■ Exercise brief
Could you output, as a JSON list of strings with one string per line and blank lines omitted, only the part of the records below that opens with the line containing "Annotate each instance of the woman's shoulder" and closes with the line containing "Annotate each instance of the lace", both of those lines included?

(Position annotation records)

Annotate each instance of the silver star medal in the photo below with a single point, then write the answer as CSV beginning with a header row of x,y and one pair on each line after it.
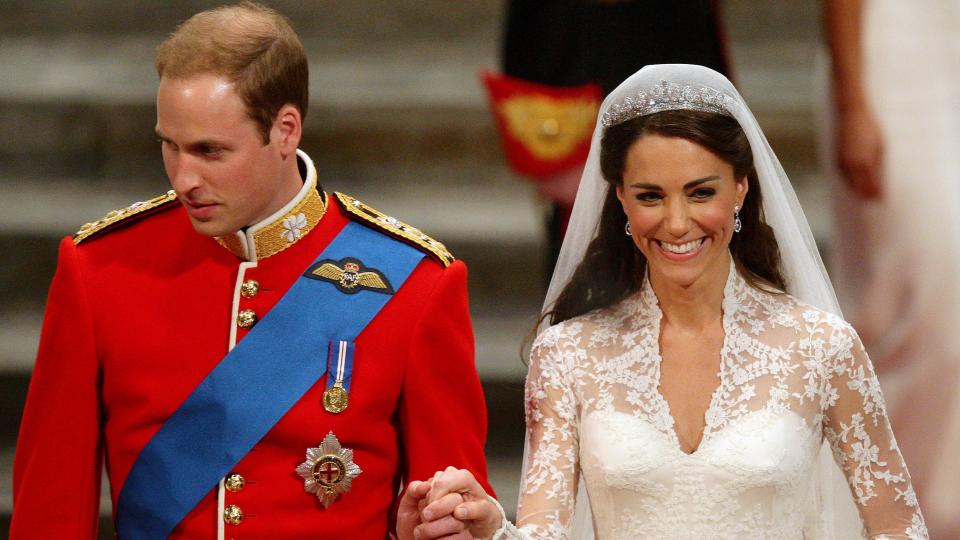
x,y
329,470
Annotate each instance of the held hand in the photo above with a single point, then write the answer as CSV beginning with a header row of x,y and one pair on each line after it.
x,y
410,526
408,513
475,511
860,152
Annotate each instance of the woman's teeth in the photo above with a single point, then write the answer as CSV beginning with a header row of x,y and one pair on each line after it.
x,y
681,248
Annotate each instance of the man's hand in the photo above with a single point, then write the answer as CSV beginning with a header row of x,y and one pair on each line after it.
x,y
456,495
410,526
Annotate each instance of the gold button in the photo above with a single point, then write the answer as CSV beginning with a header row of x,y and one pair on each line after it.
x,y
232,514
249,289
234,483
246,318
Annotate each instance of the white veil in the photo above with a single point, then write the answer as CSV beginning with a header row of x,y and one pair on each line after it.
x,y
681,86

==

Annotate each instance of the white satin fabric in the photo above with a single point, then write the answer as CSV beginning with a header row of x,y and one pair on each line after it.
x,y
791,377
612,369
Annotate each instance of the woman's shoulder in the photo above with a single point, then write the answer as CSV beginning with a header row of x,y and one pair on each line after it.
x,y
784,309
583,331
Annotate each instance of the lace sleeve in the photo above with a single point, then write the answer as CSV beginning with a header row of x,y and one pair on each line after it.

■ Task output
[
  "Annotate each instance of the woman's shoulder in the photo above with a single point, then write the answer as CSV beginning with a header row of x,y and one pair on each line after it.",
  "x,y",
  "784,309",
  "583,331",
  "Annotate each instance of the lace sleeve in the photo above with a single point, then write the answer as CSV beginning with a header row of x,y and one pair on each line after it."
]